■ Sección del documento:
::::

Considero que necesita tratamiento, bien medicamentoso o psicoterapéutico, aquel que busca, espontáneamente, ayuda. Sé que en los casos claramente patológicos muchas veces el paciente viene conducido por sus parientes y eso es ciertamente sintomático. En las demás circunstancias, quien decide si necesita o no de ayuda (querer recibir ayuda no es sinónimo de estar enfermo de depresión) es el paciente. Al profesional de la salud cabe prestar el auxilio deseado por el paciente según los criterios que su conciencia y formación le sugieren.
A propósito del luto
Haré algunas consideraciones más acerca de la tristeza derivada de la pérdida por muerte. Conciernen tanto a la muerte del padre o madre como de hijos. Ante todo es preciso decir que se trata de situaciones bastante diferentes, una esperada y otra, la de la pérdida de un hijo, dramática y de muy difícil superación. La idea de la muerte de nuestros padres, cuando ya somos adultos y ellos se han hecho mayores, es algo que, de cierta forma, nos perturba incluso antes de conocer que son portadores de una dolencia grave. La ansiedad producida por la hipótesis de que podríamos ser despertados en medio de la noche con alguna mala noticia nos hace sobresaltarnos cuando toca el teléfono fuera de las horas habituales; esto puede acompañarnos durante años y años.

::::

■ Objetivo del ejercicio:
Prosigue el texto sobre la tristeza y el luto a partir de su última oración. El material que viene a continuación no guarda relación con el texto sobre la tristeza y el luto.

::::

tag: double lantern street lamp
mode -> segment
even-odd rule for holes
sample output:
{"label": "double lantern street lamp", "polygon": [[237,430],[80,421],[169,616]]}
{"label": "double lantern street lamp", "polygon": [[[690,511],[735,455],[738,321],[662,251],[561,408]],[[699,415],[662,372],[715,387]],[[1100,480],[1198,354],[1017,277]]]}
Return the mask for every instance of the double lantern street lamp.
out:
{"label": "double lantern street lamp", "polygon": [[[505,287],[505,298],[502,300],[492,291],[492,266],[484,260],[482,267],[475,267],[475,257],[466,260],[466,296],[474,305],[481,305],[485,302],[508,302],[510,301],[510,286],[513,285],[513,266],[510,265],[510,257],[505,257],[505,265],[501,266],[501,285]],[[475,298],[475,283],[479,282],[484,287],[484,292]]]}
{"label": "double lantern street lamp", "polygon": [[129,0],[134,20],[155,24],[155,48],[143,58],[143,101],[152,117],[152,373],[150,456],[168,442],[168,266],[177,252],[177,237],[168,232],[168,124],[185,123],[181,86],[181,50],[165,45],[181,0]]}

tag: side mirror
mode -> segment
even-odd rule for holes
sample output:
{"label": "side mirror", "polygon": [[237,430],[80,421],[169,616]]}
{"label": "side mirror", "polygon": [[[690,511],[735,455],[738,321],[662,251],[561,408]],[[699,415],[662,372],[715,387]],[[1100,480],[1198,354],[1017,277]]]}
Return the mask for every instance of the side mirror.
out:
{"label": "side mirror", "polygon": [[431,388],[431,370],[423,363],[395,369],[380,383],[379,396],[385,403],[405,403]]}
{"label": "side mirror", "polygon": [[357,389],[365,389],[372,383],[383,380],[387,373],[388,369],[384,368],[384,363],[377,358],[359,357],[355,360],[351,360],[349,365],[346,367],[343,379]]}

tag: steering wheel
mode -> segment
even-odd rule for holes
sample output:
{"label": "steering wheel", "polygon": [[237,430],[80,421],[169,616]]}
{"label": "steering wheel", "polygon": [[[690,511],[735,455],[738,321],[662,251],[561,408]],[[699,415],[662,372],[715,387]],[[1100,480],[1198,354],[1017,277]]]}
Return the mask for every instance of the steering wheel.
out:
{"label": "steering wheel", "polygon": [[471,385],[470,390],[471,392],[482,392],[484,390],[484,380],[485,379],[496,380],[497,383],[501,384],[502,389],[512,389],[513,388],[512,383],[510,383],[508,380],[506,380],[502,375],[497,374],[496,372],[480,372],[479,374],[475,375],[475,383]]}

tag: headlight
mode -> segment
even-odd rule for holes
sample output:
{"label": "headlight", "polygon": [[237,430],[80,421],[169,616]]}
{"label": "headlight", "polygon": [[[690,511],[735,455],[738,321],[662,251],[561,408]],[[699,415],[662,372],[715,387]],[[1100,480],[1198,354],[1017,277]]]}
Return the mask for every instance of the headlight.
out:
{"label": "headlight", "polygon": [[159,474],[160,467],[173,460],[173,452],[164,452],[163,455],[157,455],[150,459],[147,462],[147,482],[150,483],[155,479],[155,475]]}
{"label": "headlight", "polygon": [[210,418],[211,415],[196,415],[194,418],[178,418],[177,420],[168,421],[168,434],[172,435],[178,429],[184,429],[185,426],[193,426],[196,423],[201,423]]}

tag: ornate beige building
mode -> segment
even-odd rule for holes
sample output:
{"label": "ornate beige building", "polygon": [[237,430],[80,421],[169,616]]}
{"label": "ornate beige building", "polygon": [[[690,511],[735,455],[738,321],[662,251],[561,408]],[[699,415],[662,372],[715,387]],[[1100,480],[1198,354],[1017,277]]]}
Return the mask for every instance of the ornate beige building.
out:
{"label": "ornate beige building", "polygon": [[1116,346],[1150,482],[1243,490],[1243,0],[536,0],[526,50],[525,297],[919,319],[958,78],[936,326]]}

::::

■ Resultado del ejercicio:
Cuando la muerte ocurre, experimentamos un fuerte dolor, la sensación de no tener ya raíces, de estar perdidos y sueltos en el mundo. Esto sin contar la saudade y la falta que aquella persona puede hacer en nuestro cotidiano (que depende de la naturaleza del vínculo que ha persistido a lo largo de la vida adulta). Sufrimos mucho y el duelo se caracteriza por la incapacidad que tenemos para divertirnos. Durante un tiempo, oficialmente un año, o sea, el tiempo de que todas las fechas conmemorativas se hayan pasado sin su presencia) solamente conseguimos ocuparnos de las tareas cotidianos y de aquello a que llamamos trabajo. Mi punto de vista es el siguiente: debemos intentar sufrir durante el mínimo tiempo posible. O sea, no creo que aquel que sufre por más tiempo y vive un luto cerrado sea el que da mayores demostraciones de amor por quien se ha ido.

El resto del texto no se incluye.